GIVEN REQUEST → Extract the line that contains "Kindly place a point on the grey" and every line after it to the end of the records below, exactly as written and nothing else.

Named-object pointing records
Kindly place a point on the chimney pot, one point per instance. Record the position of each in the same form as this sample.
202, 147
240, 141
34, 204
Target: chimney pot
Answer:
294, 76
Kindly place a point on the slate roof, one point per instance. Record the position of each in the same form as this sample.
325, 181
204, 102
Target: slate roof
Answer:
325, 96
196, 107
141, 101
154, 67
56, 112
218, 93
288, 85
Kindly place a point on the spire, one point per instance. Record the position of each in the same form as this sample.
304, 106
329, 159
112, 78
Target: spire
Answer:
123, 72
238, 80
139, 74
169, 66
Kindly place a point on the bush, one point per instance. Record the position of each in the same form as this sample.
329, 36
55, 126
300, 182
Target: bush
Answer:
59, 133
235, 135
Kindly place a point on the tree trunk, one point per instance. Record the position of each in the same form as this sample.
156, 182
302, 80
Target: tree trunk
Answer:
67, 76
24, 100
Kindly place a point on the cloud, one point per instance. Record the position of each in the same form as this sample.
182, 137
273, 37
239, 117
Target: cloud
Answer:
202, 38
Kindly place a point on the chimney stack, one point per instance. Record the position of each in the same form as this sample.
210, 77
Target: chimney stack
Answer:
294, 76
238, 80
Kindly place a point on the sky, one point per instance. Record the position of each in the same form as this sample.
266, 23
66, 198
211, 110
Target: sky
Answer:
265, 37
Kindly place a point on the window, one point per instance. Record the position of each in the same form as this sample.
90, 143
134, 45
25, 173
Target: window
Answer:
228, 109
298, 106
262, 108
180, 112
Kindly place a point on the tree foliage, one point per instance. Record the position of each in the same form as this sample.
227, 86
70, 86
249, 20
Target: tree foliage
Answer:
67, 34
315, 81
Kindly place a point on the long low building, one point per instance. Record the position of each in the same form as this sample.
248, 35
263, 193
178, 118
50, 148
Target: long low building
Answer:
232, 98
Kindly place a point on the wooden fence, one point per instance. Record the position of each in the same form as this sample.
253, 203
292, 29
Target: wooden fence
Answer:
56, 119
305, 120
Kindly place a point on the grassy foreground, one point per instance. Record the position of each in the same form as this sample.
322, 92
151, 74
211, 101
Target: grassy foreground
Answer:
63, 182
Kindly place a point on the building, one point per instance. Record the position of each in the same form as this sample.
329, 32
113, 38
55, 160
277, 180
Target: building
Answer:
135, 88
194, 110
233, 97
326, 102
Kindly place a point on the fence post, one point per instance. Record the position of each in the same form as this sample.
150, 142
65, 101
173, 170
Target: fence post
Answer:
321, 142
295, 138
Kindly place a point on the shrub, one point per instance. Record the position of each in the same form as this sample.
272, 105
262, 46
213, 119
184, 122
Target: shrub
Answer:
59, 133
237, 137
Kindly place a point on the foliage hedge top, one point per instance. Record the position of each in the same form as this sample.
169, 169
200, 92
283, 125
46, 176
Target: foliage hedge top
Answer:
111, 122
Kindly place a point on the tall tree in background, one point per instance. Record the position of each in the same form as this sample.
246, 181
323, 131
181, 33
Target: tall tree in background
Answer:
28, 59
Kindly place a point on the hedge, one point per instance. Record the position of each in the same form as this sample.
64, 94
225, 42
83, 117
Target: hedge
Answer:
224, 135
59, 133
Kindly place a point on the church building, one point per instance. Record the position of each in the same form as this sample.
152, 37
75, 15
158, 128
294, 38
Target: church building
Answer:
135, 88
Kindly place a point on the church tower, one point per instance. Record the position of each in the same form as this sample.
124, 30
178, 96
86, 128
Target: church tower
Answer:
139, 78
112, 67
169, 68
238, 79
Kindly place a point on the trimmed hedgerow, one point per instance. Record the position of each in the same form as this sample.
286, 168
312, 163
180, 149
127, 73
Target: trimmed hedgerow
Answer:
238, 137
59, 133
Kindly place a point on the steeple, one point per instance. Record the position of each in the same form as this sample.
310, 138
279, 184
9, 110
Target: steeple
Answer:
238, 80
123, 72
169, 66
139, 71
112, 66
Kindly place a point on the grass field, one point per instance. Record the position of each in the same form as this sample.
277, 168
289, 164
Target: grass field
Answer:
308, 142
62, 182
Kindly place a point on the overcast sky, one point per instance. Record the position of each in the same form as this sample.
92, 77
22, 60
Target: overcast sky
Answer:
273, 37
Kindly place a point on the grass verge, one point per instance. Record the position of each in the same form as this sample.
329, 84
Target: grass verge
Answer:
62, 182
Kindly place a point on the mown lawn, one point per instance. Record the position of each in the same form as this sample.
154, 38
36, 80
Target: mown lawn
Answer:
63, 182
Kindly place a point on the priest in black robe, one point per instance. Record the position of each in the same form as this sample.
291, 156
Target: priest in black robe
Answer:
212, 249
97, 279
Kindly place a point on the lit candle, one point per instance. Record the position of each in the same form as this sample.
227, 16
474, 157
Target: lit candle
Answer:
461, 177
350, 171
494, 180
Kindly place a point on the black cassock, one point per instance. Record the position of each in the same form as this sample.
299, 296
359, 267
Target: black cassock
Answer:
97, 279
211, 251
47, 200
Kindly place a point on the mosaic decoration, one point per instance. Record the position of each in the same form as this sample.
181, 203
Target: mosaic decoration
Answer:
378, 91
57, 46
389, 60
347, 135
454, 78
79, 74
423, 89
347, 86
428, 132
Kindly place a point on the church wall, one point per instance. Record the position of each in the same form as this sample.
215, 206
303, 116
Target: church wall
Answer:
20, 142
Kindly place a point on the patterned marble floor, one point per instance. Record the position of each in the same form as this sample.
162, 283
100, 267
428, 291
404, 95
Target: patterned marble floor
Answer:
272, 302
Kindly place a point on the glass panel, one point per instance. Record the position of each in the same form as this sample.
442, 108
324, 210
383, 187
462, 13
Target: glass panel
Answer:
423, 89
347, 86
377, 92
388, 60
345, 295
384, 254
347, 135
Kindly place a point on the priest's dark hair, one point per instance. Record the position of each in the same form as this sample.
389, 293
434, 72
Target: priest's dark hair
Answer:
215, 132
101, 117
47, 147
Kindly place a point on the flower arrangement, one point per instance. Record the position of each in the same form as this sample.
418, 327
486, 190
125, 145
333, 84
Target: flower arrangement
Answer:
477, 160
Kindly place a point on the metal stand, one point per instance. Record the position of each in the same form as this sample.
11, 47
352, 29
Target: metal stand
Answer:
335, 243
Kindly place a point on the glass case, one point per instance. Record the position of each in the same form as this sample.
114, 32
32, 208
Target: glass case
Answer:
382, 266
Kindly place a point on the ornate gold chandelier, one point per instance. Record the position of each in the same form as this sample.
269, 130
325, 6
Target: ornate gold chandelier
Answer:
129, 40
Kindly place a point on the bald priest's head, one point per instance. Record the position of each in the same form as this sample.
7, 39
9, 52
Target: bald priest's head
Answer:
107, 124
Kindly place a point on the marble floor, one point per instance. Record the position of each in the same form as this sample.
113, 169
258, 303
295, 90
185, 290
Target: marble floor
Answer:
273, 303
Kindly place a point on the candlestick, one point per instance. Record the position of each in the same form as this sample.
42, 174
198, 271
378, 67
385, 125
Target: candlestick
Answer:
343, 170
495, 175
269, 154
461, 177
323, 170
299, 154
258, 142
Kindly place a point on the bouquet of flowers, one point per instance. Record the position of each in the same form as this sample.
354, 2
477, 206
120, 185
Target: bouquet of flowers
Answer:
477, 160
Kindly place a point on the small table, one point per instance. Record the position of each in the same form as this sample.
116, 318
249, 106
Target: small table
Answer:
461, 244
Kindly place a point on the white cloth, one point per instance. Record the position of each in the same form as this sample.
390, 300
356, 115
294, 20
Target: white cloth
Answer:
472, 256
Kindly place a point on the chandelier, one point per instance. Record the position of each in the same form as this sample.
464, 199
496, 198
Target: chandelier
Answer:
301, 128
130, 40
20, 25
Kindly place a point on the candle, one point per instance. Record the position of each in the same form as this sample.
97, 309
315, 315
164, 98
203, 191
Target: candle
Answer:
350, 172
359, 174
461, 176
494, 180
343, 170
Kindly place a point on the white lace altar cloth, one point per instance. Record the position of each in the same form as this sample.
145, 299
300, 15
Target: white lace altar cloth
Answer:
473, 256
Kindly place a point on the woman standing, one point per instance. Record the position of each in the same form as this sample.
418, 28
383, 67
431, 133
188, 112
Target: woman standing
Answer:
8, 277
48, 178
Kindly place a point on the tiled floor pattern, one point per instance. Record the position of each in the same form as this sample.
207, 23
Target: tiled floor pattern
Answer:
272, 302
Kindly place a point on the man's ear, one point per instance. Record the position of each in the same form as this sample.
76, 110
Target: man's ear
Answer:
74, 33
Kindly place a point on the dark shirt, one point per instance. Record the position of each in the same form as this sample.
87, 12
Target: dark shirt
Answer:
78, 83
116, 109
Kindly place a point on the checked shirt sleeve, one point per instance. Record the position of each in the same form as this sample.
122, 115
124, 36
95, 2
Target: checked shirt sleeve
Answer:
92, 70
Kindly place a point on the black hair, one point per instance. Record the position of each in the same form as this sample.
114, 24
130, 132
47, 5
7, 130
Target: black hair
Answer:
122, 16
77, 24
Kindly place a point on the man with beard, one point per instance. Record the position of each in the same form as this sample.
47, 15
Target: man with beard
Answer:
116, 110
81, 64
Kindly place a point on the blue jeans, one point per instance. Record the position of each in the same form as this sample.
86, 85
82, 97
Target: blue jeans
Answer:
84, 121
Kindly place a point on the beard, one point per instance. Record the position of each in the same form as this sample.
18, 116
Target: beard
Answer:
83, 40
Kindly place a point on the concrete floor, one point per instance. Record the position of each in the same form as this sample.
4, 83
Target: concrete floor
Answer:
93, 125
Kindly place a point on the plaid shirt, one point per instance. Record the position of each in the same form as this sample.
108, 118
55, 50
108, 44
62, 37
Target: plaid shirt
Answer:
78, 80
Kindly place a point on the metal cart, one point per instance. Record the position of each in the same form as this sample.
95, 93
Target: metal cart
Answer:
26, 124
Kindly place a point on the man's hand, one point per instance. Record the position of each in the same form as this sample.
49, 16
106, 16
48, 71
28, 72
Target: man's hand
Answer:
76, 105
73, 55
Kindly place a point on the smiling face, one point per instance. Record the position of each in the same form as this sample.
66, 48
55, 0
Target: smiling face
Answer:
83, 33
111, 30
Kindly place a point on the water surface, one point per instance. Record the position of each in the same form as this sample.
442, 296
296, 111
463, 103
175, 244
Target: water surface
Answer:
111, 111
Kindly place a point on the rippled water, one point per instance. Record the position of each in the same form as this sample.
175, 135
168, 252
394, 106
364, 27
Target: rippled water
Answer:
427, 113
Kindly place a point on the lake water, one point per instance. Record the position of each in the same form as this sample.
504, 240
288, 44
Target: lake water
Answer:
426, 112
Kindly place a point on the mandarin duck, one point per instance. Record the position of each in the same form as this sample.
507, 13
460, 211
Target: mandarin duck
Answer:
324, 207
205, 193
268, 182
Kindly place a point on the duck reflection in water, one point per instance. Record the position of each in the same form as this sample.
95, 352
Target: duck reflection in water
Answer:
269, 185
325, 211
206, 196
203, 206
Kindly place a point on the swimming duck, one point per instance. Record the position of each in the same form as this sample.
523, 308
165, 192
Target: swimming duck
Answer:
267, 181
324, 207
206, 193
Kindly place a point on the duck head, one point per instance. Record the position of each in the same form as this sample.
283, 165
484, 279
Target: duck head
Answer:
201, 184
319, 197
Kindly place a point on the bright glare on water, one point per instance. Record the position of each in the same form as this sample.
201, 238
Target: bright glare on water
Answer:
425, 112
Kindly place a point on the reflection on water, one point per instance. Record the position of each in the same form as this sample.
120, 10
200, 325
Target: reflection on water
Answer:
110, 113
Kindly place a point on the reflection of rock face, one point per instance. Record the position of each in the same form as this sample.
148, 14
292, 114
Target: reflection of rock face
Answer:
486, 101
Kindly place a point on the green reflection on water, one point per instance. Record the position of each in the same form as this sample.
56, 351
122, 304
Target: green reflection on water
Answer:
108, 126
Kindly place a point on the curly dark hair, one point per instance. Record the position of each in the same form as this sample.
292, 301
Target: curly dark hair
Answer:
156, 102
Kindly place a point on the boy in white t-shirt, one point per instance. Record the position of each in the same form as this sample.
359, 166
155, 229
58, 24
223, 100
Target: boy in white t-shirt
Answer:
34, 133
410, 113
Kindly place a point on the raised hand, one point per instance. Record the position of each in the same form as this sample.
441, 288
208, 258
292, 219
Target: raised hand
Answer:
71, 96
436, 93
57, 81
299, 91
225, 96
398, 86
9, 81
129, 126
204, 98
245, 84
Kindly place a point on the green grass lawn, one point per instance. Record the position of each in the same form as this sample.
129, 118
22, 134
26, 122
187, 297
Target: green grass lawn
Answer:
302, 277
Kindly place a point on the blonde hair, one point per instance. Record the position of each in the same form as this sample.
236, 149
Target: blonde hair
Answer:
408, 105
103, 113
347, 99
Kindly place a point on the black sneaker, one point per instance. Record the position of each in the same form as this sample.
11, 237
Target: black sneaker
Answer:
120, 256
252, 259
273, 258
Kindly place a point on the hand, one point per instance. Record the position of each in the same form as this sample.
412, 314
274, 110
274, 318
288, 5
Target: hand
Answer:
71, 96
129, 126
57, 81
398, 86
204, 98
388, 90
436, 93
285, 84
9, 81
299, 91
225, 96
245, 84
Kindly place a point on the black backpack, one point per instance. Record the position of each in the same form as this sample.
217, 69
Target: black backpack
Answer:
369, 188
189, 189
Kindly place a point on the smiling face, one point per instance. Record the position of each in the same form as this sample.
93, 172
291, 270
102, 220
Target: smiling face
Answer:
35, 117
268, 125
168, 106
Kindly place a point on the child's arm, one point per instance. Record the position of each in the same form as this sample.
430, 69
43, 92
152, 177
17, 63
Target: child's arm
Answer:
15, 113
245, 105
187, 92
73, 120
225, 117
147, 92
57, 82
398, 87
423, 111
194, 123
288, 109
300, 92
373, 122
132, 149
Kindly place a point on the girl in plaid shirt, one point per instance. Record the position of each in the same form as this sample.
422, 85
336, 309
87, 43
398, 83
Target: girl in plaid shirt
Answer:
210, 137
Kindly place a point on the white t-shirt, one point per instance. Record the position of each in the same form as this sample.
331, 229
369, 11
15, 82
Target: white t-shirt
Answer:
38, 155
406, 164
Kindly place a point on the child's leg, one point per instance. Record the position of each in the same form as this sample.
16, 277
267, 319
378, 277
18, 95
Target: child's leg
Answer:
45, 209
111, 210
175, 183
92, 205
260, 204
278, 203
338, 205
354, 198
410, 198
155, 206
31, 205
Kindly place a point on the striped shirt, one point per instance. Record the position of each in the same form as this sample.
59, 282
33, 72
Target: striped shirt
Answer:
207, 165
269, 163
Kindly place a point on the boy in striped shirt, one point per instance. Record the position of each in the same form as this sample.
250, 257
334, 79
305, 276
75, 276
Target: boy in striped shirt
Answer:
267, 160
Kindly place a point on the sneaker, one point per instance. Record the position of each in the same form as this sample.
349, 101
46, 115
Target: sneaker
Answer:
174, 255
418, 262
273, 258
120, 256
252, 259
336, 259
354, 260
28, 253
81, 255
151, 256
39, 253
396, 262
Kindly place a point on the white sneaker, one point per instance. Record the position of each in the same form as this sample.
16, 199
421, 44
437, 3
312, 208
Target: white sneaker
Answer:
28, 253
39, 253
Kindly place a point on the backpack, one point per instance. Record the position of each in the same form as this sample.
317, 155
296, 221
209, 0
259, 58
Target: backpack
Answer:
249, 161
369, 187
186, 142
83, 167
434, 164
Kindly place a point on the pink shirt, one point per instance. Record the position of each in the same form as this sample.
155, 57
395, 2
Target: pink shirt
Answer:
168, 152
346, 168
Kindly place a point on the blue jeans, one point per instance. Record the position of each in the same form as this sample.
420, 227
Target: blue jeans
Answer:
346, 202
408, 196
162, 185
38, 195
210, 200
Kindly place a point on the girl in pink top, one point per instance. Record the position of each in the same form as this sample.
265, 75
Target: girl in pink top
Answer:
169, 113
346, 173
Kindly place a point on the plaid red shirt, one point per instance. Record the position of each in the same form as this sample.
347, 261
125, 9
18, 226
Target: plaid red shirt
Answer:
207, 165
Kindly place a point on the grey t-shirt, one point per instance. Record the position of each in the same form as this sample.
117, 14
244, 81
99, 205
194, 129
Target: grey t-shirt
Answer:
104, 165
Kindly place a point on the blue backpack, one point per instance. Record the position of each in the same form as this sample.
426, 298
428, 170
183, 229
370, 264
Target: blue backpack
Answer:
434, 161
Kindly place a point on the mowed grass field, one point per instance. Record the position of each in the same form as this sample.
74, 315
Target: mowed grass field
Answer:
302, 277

RESULT OF THE EXERCISE →
Kindly place a point on the grey t-shirt, one point per instance. Record the position of each in the same form as this sample.
117, 14
244, 81
99, 205
194, 129
Target: grey t-shirt
Answer:
104, 165
Kindly place a point on the blue backpack, one point per instance. Record the position of each in the same form as this sample.
426, 298
428, 170
183, 229
370, 264
Target: blue backpack
Answer:
434, 161
Kindly place a point on the mowed grass field, one point per instance. Record the position of each in the same form as this sample.
74, 315
Target: mowed grass field
Answer:
302, 277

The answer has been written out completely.